INSTRUCTIONS FOR THE TASK:
Repeat the lines from the line with "written like (318,246)." to the line with "written like (98,2)." in the listing below, keeping both end lines and adding nothing.

INFORMATION GIVEN:
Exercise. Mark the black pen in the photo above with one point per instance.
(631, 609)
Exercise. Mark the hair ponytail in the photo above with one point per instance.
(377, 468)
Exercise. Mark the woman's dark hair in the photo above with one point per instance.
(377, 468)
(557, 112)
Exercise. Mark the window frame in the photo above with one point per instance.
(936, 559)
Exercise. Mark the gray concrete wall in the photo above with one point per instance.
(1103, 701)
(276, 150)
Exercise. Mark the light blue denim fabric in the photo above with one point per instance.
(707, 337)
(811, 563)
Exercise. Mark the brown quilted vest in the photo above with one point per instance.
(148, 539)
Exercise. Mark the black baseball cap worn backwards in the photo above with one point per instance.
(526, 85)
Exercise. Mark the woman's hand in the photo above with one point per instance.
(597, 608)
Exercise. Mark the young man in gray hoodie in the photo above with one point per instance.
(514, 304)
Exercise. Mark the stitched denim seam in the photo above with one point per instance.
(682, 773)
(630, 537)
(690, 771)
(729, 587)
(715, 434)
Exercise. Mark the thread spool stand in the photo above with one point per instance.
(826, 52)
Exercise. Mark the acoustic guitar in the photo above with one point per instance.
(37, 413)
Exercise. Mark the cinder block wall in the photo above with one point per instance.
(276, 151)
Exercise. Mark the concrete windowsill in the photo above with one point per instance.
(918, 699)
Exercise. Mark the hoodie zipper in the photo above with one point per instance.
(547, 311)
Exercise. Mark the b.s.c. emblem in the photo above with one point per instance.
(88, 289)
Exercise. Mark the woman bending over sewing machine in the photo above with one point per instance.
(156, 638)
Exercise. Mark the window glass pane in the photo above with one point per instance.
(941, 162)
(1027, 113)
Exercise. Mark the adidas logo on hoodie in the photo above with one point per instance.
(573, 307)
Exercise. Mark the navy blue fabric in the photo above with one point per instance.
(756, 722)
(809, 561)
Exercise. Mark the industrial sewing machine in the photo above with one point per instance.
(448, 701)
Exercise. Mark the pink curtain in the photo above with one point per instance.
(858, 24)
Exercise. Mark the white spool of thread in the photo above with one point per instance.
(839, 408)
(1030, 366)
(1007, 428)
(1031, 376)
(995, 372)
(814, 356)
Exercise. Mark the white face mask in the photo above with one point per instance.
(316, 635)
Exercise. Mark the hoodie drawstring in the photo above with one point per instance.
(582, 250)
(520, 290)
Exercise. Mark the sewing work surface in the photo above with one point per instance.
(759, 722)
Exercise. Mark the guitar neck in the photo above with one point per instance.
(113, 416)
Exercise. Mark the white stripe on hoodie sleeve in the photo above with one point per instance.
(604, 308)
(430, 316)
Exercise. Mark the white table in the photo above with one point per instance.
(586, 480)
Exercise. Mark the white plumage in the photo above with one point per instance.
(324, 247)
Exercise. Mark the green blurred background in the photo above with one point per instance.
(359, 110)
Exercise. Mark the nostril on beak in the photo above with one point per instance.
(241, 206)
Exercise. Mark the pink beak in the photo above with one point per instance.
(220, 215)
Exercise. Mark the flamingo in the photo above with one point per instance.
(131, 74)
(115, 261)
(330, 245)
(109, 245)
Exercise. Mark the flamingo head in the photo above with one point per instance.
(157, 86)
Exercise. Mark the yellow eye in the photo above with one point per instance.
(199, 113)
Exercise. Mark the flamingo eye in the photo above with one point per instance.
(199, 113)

...

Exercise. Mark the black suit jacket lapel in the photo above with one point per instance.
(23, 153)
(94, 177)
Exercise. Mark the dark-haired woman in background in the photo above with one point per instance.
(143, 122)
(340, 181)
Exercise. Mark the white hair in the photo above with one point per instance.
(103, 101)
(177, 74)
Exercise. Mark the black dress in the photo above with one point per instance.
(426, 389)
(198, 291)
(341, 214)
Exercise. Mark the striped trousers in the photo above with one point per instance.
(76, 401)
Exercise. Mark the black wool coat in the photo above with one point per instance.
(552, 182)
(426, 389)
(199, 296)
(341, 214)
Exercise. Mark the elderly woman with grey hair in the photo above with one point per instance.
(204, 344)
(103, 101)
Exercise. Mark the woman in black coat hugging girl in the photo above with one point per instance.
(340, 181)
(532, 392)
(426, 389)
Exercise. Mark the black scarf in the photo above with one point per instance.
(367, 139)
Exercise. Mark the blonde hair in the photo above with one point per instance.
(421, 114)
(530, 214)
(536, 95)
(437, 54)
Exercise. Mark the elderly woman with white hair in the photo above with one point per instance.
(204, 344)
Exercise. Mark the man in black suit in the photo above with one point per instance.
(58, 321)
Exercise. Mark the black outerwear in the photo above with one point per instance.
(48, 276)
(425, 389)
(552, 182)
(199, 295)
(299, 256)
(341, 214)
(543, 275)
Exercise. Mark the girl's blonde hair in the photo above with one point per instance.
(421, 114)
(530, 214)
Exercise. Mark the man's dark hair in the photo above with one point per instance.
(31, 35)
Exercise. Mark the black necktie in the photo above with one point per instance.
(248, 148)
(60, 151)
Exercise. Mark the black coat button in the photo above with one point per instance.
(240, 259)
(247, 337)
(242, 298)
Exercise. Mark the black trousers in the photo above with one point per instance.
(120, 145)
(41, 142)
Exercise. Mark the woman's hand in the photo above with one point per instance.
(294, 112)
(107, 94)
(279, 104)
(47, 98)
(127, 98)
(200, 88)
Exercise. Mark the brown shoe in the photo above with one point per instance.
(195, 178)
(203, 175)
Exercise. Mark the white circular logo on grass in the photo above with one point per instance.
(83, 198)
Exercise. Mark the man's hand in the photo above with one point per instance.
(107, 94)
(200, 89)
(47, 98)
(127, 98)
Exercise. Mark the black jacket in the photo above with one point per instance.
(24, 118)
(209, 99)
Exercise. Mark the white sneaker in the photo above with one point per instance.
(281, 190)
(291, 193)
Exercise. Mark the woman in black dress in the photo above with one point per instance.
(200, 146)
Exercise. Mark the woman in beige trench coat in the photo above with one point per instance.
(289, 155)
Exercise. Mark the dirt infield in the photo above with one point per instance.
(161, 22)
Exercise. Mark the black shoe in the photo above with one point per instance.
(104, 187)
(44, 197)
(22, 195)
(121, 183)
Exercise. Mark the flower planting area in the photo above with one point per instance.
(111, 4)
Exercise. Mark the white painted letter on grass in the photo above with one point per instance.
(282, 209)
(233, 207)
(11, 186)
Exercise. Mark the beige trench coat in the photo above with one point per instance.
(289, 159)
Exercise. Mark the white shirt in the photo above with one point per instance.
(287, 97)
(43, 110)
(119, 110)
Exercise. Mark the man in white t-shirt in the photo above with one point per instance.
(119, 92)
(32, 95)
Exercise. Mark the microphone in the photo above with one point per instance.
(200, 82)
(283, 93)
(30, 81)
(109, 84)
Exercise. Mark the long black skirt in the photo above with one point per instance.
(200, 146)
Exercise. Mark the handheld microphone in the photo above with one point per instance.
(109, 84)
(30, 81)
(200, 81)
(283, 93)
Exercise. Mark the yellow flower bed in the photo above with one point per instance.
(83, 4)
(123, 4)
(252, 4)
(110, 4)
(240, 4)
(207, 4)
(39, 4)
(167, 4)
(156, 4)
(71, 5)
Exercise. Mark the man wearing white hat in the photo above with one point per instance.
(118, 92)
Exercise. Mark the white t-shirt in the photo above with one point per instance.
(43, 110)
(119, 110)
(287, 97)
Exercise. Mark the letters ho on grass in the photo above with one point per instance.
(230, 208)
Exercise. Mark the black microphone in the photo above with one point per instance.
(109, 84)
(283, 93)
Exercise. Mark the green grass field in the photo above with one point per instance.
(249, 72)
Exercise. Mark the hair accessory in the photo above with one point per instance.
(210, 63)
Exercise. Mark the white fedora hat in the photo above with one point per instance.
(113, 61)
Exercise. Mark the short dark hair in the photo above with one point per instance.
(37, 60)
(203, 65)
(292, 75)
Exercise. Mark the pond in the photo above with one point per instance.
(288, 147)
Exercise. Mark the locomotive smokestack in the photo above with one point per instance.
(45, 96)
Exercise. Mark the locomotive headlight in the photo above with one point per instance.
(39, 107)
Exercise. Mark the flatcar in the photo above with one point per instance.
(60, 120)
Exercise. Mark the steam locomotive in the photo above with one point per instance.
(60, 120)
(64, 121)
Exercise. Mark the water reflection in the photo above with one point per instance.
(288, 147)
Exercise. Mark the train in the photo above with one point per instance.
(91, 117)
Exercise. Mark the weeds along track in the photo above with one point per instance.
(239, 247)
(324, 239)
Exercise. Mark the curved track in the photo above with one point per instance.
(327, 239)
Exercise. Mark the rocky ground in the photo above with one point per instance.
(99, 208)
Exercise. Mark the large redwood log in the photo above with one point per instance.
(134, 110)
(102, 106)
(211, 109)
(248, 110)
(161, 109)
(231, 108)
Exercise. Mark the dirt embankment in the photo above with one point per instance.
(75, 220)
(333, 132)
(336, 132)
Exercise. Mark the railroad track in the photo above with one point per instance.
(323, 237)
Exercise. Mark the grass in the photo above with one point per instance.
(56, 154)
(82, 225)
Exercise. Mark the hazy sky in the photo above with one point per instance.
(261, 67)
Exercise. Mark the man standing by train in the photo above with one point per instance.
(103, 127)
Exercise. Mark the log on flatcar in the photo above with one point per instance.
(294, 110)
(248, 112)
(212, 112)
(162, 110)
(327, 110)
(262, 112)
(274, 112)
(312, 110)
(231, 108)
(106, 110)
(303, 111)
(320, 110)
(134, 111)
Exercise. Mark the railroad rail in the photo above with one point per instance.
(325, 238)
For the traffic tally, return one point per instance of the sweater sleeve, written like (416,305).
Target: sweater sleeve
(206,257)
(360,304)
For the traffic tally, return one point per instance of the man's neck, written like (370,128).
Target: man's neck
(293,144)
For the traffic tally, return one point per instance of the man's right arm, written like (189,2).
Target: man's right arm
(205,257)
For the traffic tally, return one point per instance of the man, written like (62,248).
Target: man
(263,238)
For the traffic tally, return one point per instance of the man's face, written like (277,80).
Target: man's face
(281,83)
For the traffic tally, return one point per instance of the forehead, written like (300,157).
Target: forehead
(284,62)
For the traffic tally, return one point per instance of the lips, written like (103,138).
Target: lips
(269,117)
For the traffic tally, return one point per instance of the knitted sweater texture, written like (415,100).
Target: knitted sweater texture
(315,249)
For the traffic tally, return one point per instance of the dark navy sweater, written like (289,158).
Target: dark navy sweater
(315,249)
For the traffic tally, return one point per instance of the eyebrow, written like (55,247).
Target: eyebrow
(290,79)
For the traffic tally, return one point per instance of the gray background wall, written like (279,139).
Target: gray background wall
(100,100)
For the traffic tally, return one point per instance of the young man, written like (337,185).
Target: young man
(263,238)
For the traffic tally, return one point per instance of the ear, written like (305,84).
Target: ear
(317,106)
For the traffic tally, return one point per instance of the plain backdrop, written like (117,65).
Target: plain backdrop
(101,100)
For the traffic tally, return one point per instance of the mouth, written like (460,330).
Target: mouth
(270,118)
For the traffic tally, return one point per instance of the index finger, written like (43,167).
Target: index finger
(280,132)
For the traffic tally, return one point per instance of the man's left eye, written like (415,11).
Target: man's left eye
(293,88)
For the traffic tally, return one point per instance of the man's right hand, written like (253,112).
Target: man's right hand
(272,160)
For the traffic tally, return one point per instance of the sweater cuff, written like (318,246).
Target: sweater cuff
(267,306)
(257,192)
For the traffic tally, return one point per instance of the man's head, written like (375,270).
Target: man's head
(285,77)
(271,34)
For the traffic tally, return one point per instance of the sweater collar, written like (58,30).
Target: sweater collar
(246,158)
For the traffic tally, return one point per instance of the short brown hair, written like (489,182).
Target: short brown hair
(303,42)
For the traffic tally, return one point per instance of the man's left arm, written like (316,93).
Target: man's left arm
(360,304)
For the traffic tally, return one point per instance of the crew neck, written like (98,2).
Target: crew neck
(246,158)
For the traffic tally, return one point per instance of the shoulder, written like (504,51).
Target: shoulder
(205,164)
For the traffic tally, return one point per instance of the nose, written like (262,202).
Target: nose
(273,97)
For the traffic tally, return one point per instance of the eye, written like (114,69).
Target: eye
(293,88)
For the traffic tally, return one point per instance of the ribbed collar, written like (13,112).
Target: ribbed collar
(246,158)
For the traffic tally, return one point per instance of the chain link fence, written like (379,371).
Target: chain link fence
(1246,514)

--

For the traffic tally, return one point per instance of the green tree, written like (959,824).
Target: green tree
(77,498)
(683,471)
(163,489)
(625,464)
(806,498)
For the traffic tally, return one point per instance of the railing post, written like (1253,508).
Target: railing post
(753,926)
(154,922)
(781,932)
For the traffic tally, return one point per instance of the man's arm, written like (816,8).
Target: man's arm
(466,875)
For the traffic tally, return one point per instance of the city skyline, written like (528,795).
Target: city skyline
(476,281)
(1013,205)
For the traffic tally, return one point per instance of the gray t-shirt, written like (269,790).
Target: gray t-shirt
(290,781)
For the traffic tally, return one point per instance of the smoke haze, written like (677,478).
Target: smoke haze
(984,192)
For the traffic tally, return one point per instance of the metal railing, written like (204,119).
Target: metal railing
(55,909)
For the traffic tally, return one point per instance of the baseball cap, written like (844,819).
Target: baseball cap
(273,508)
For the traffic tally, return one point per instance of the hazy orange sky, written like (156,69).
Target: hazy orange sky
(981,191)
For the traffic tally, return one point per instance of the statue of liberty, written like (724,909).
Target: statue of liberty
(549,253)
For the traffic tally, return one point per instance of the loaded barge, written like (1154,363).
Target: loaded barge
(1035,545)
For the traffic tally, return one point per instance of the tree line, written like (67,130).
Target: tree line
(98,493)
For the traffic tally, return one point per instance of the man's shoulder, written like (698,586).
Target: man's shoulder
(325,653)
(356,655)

EXERCISE OUTPUT:
For the traffic tally, return one point per instance of the sweater cuff, written like (318,246).
Target: sweater cuff
(267,306)
(257,192)
For the traffic tally, return one point per instance of the man's head, written like (375,270).
Target: man's head
(285,77)
(271,34)
For the traffic tally, return one point per instance of the sweater collar, written like (58,30).
Target: sweater collar
(246,158)
For the traffic tally, return one point per instance of the short brown hair, written like (489,182).
Target: short brown hair
(303,42)
For the traffic tally, return one point per instance of the man's left arm, written like (316,93).
Target: man's left arm
(360,304)
For the traffic tally, return one point per instance of the crew neck, written like (98,2).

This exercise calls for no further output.